In this paper we have presented a new method for controlling events in a training session, using narrative techniques adapted to a training domain. We applied this method in an intelligent training system for biohazard laboratory procedures based on users’ real-time task recognition. In this application we integrated a Narrative Manager module which communicates with the task recognition system and uses its same knowledge structure for modeling scenario tasks. The Narrative Manager decides when and which event will be triggered, depending on the user’s performance and the difficulty of the situation, which in turn balances the training session. Our hypothesis is that we can use this technique to keep the user interested in the training. As a consequence, the Narrative Manager is able to maximize the number of events and tasks for the user to solve while keeping him engaged, leading to more knowledge acquisition. Even if our subjects were computer science students, we believe the results here will generalize well to other groups, especially those interested in Bio-safety procedures.

▶ Dataset content
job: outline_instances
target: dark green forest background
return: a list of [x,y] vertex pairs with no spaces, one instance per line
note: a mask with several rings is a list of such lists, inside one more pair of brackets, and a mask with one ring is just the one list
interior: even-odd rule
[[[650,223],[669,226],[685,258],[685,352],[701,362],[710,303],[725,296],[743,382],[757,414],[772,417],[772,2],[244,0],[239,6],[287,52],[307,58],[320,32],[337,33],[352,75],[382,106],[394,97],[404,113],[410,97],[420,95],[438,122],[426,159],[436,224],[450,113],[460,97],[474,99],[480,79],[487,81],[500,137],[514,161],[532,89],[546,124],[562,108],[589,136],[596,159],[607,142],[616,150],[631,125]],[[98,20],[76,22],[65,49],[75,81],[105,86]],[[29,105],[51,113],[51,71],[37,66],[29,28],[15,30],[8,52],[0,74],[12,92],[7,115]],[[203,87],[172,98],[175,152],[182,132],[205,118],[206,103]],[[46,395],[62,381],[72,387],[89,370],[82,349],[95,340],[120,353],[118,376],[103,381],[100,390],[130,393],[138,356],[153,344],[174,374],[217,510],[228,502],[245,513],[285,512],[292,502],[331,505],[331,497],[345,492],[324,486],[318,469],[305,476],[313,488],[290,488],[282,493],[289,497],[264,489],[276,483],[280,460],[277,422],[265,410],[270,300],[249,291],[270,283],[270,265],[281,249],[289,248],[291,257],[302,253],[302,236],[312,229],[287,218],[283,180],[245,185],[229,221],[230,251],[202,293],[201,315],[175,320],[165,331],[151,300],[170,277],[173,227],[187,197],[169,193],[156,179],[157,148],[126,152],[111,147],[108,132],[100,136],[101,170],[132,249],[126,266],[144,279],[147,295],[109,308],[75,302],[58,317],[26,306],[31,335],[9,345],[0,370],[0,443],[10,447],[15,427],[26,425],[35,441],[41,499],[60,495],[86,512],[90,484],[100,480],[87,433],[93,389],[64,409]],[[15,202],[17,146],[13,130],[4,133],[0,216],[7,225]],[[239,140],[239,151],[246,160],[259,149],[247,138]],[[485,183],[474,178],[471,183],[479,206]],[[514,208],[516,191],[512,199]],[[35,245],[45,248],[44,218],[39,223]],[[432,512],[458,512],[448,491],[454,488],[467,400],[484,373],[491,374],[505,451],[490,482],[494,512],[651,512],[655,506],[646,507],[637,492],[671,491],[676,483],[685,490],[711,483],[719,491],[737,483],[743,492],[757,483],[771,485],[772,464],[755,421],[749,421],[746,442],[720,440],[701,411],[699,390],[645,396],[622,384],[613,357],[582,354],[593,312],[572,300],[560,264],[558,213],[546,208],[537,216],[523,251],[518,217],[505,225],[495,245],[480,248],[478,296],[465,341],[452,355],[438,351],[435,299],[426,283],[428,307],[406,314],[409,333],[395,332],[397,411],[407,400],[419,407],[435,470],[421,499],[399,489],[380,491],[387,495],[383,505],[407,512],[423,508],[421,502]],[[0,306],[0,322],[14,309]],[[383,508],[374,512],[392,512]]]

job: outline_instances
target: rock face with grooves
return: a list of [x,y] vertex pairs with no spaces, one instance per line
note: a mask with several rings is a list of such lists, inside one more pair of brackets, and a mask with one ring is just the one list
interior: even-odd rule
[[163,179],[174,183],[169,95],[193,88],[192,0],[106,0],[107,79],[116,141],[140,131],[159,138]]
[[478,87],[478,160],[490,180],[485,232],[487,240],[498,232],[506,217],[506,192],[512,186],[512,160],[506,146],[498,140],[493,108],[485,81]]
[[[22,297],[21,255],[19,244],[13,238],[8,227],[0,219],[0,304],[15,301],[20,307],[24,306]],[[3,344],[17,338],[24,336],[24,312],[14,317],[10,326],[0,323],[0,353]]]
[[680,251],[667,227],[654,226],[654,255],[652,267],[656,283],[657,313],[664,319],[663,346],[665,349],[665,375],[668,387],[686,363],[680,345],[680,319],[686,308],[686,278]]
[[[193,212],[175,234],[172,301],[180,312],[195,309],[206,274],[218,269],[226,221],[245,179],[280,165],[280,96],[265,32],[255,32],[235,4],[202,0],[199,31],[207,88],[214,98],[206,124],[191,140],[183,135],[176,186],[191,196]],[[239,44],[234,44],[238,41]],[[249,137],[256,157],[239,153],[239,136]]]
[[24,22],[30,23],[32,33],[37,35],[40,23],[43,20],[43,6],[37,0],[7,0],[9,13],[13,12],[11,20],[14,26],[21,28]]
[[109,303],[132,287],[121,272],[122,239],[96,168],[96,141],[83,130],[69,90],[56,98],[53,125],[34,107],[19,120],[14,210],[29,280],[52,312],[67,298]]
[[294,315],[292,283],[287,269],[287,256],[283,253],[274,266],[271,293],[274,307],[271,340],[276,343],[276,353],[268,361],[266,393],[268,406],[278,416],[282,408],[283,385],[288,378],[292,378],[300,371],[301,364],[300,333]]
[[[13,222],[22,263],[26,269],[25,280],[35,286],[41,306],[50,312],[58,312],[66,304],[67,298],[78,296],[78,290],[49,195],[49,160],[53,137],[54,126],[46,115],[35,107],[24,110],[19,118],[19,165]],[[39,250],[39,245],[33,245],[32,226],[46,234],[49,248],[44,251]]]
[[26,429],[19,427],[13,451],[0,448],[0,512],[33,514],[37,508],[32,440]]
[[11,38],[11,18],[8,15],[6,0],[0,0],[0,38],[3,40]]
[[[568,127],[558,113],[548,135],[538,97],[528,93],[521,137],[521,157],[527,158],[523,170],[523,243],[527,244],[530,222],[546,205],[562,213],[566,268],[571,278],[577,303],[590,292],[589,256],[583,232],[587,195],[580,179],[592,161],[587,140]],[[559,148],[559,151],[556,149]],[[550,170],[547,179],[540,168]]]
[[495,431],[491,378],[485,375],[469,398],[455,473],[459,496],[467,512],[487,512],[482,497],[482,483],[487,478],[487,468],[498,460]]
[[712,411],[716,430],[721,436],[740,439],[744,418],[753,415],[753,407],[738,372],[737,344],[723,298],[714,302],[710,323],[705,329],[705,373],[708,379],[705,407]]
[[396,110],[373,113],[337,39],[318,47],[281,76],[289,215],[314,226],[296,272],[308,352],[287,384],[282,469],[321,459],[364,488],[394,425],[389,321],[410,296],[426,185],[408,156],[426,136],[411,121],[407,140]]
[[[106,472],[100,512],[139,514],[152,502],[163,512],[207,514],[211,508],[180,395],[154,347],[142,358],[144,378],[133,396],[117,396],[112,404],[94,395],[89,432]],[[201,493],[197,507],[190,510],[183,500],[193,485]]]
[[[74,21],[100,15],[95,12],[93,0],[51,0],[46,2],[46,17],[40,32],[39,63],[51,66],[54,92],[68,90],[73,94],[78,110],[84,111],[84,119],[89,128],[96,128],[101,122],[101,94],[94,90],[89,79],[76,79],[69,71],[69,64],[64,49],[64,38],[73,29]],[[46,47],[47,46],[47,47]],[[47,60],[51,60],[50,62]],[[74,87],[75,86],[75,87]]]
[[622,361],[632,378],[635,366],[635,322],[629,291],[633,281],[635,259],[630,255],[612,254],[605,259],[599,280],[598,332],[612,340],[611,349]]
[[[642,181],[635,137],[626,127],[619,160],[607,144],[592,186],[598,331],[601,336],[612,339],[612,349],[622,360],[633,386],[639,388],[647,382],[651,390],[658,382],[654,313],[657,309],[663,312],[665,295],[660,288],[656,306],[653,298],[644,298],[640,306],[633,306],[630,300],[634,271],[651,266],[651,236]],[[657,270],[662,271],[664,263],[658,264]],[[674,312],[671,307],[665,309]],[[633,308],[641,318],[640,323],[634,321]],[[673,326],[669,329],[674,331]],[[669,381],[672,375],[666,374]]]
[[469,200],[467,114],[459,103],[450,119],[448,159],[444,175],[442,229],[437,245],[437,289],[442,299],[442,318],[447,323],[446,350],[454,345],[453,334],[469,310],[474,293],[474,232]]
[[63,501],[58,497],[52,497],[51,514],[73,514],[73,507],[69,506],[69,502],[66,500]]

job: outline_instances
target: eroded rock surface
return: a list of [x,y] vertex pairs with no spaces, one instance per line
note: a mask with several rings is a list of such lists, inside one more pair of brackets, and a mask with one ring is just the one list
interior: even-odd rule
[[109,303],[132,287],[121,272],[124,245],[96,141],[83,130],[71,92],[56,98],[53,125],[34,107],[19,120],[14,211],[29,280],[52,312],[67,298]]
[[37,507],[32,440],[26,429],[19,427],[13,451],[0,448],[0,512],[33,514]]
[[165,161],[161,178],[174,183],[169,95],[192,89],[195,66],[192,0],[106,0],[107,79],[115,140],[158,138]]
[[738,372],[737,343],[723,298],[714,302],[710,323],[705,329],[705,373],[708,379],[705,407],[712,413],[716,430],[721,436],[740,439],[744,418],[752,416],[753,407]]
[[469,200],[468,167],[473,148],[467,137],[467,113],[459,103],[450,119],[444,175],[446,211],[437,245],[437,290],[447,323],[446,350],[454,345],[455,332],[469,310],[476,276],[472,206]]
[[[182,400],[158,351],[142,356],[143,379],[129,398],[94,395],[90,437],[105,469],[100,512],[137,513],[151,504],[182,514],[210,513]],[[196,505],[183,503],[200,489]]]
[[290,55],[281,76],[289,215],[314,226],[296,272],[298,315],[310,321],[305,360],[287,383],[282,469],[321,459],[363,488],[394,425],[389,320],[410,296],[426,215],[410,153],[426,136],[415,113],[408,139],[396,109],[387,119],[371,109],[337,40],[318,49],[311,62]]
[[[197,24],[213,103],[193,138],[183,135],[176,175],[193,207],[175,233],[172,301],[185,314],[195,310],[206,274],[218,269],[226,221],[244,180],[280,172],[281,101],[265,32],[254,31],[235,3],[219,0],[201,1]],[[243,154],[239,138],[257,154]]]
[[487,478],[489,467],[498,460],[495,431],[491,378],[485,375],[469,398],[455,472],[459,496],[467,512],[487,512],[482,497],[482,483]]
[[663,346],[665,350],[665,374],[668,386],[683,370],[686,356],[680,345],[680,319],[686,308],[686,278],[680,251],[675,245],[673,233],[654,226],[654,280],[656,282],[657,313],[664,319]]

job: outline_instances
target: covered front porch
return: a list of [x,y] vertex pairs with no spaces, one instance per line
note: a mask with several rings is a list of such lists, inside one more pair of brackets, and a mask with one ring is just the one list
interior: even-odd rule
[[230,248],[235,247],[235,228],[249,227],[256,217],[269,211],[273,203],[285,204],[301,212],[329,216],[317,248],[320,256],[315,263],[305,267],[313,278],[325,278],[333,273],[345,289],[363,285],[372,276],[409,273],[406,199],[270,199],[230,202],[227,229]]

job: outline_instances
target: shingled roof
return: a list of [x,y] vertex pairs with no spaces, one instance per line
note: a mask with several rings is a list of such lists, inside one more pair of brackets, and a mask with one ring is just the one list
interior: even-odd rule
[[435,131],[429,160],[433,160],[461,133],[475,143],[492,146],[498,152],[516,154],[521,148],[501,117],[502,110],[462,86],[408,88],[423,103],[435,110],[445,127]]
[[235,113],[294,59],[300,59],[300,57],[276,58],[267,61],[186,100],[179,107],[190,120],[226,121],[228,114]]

▶ Directions
A. Do these statements agree with the Narrative Manager text: (i) the Narrative Manager models scenario tasks with a knowledge structure different from the one the task recognition system uses; (ii) which event gets triggered depends on the user's performance and the difficulty of the situation; (iii) the subjects were biology students? For each, answer yes or no and quote the deciding words.
B. Go on with the Narrative Manager text, starting after its final sentence.

▶ Response list
A.
(i) No: "uses its same knowledge structure for modeling scenario tasks."
(ii) Yes: "depending on the user’s performance and the difficulty of the situation."
(iii) No: "our subjects were computer science students."

B.
Our main contribution is the design and integration of the Narrative Manager within a virtual training program, and the method it uses to control the session. This method is inspired on a narrative conflict model, adapted for training scenarios, and uses a knowledge structure called Task Trees that enables us to apply this work to different training domains. By controlling the level of conflict in the training session, we keep it dynamically balanced for the user and modulate narrative intensity to make him interested. The Narrative Manager is an independent module, so with the correct domain definition in the knowledge base, it can be potentially applied to other types of tutors or training scenarios, i.e. evacuation training, law enforcement, manual assembly, or machinery work.

We tested our system in a pilot study where we showed that the Narrative Manager system keeps the users effectively interested and depicted how it models the training sessions. The users are able to train more time when the session is interesting for them and they remember better the training procedures. Even though the Narrative Manager presents more tasks for the user to solve, it is not perceived as more difficult, and the users have a better experience from the session. As a consequence of these facts, we can confirm that the Narrative Manager has a positive impact on the learning outcome of the training session. We also analyzed a sample of the subjects’ sessions and showed how the Narrative Manager models the session and balance over time, resulting in a narrative curve.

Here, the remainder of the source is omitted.